* Exercise task
Please recast the records as a JSON list of strings, one string per line with blank lines dropped, covering only the lines from the one containing "(11,353) (no space after the comma)." through the end of the records, both ends included. Leave the pictures out of the answer.

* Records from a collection

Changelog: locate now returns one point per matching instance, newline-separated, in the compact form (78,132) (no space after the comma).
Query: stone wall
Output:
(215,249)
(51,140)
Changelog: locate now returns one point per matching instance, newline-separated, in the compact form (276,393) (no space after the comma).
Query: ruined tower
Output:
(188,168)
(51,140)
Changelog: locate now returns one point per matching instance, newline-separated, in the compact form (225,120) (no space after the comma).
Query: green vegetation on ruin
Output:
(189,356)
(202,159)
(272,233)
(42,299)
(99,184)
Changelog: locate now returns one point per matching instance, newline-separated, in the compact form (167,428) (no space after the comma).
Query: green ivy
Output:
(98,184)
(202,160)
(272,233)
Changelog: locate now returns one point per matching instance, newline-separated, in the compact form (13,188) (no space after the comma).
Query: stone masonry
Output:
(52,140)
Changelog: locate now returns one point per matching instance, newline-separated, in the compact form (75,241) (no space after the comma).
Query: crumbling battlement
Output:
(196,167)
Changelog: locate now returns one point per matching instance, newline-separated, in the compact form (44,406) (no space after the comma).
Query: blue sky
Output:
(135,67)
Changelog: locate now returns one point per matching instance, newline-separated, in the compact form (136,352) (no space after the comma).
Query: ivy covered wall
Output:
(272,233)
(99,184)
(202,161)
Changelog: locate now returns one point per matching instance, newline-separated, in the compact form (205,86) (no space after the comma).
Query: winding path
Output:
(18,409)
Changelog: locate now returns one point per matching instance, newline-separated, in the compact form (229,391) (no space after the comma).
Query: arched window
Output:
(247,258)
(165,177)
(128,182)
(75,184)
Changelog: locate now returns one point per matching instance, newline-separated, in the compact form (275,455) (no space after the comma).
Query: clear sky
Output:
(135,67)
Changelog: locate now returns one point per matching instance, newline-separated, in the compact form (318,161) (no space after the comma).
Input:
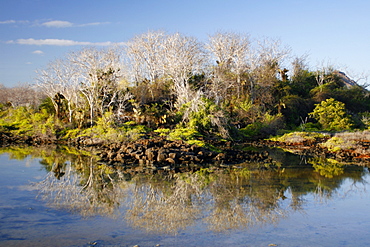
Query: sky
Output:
(36,32)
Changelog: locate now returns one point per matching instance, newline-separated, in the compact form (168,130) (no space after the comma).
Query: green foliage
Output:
(331,114)
(299,137)
(106,129)
(162,131)
(328,168)
(27,121)
(181,133)
(336,144)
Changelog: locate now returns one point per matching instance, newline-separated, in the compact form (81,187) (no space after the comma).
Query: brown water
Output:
(63,197)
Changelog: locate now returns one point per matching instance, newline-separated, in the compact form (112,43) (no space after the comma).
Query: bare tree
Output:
(183,57)
(145,58)
(98,73)
(231,52)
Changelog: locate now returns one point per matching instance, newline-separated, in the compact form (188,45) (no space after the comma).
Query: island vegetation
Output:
(210,97)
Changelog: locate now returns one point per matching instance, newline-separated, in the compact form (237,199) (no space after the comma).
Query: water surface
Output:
(63,197)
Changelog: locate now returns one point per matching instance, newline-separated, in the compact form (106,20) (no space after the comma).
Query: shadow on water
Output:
(235,197)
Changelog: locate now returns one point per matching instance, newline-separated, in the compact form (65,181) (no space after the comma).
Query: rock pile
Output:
(160,153)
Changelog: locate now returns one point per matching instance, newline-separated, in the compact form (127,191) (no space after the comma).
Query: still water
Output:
(64,197)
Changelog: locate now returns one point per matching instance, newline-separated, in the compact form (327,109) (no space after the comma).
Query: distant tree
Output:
(231,52)
(145,59)
(331,114)
(183,58)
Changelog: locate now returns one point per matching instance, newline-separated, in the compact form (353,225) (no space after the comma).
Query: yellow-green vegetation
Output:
(328,168)
(162,131)
(346,140)
(332,115)
(28,121)
(336,144)
(106,129)
(299,137)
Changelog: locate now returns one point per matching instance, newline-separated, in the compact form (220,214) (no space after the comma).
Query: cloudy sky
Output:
(35,32)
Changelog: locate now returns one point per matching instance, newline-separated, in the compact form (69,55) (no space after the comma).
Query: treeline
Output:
(232,86)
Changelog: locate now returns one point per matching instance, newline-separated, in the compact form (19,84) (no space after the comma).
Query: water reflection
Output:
(230,198)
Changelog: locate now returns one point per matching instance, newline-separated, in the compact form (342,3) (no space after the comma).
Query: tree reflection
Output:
(237,197)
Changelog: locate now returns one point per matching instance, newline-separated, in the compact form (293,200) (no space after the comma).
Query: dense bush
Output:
(332,115)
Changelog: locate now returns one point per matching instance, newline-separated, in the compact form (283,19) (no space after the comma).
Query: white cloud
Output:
(63,24)
(57,24)
(38,52)
(7,22)
(56,42)
(93,24)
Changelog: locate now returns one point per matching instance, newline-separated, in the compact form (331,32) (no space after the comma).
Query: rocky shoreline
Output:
(157,153)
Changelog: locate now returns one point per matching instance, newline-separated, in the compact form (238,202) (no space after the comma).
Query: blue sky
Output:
(35,32)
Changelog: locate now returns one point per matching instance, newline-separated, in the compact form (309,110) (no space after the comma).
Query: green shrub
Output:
(298,137)
(331,114)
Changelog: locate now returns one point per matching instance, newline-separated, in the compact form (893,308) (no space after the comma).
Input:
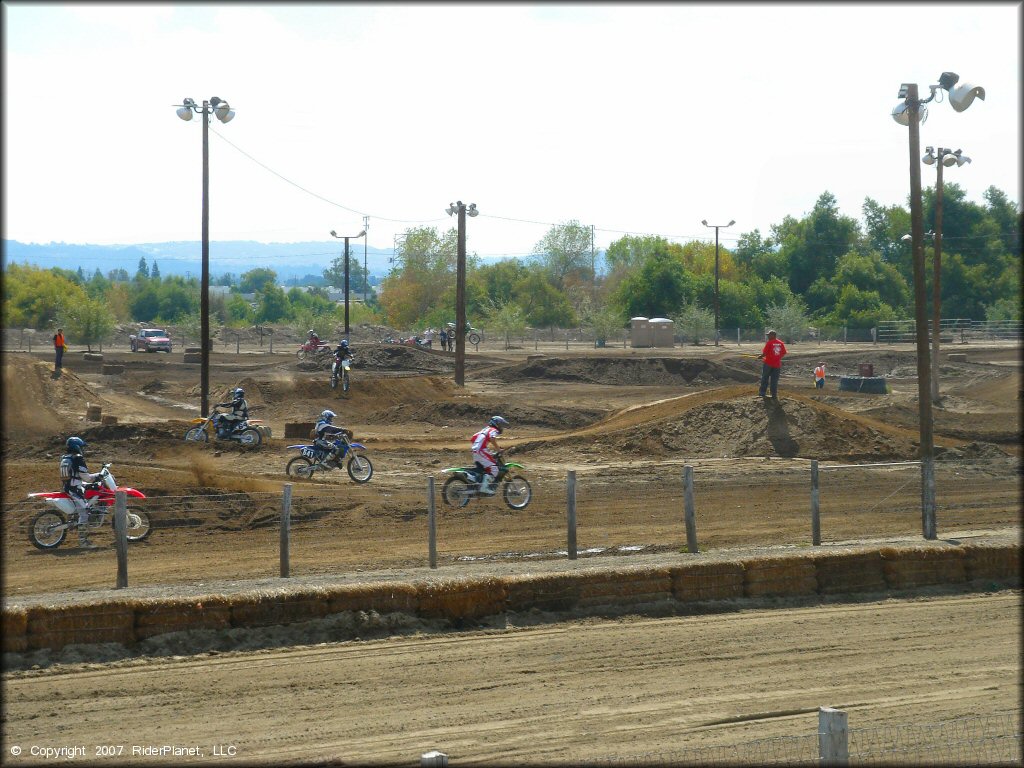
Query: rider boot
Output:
(486,487)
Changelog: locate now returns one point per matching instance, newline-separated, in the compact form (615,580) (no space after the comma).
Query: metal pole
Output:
(346,288)
(286,530)
(815,506)
(431,523)
(691,516)
(937,280)
(921,320)
(460,302)
(570,514)
(716,286)
(204,375)
(121,537)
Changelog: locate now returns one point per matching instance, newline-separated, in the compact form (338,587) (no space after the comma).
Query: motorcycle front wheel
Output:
(517,493)
(47,529)
(455,492)
(359,468)
(138,525)
(250,436)
(299,467)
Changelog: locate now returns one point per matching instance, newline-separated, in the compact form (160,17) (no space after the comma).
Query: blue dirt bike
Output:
(464,484)
(312,459)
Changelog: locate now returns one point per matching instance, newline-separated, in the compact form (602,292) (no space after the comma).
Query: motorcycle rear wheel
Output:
(517,493)
(359,468)
(44,531)
(455,492)
(300,466)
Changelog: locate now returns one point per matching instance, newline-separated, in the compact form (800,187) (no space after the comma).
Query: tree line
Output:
(824,268)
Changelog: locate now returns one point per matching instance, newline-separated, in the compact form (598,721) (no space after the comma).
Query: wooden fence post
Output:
(431,523)
(691,517)
(121,537)
(833,736)
(570,513)
(286,530)
(815,505)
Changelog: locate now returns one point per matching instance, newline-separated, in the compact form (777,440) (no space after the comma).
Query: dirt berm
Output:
(245,614)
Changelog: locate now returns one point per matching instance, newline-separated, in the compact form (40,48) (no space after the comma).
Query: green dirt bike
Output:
(464,484)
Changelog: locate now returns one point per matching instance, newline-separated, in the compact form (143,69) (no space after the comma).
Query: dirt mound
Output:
(626,371)
(728,422)
(35,400)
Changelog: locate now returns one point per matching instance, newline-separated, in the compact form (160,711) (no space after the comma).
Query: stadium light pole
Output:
(910,113)
(940,158)
(224,114)
(717,227)
(346,238)
(460,289)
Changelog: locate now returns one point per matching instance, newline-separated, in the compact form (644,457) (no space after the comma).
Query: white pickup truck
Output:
(151,340)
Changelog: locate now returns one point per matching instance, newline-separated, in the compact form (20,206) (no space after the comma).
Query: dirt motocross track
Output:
(535,688)
(626,419)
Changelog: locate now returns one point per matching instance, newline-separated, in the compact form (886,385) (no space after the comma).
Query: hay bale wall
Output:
(710,581)
(125,622)
(906,567)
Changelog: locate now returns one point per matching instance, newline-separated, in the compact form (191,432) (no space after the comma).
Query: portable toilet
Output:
(640,334)
(663,332)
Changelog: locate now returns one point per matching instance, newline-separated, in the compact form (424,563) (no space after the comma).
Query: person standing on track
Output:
(771,369)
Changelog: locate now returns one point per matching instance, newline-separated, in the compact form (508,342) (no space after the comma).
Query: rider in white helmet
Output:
(484,446)
(326,432)
(76,476)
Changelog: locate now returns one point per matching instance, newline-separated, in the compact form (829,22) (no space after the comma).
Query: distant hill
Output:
(290,260)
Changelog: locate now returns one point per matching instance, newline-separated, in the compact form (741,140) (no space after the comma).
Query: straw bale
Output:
(552,593)
(907,566)
(462,599)
(159,617)
(984,561)
(708,581)
(57,626)
(840,572)
(385,597)
(265,610)
(14,629)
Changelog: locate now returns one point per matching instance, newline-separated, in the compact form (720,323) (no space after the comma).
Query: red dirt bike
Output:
(51,525)
(312,349)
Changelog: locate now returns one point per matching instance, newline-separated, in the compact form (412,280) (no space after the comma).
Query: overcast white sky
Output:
(631,118)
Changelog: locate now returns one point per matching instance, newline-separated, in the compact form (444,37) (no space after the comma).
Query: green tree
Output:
(566,252)
(256,281)
(695,323)
(788,320)
(87,321)
(271,304)
(813,244)
(658,289)
(505,317)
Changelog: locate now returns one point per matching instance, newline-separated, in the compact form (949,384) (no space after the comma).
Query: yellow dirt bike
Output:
(247,431)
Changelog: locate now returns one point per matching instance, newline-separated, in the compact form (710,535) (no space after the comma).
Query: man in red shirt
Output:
(772,354)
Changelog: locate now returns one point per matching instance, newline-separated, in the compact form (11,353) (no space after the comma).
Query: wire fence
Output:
(340,526)
(992,739)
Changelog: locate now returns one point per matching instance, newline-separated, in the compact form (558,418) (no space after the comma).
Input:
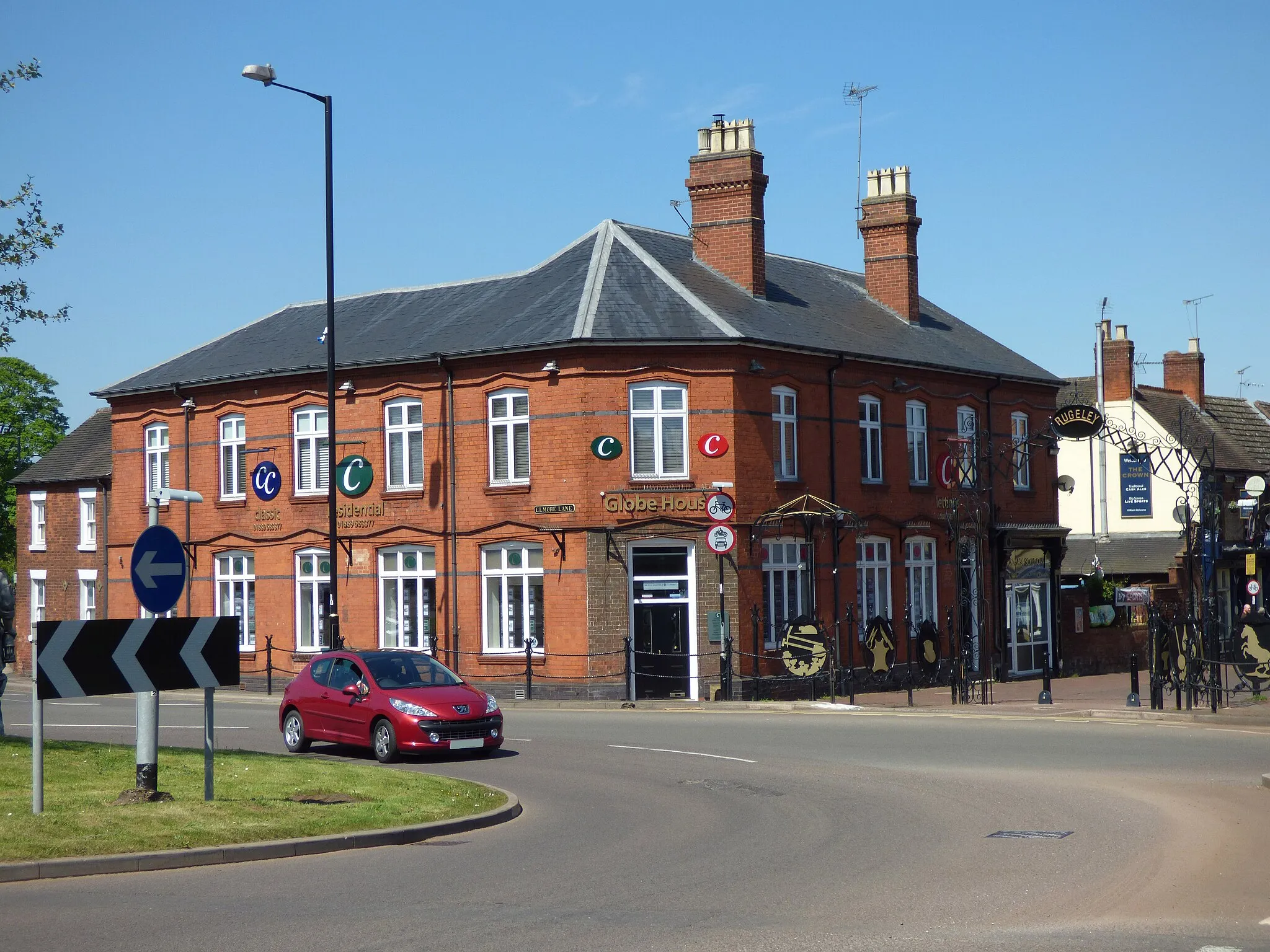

* The reply
[
  "Changelog: locate now returns one point per matching instance, newline-separated, in the compact form (11,353) (no space after the comma).",
  "Query: wire fence",
  "Output:",
  "(340,526)",
  "(992,739)",
  "Changelog: locate now returns one point per matching instance, newline-separated, in the compact form (558,418) (no space after the comma).",
  "Input:"
]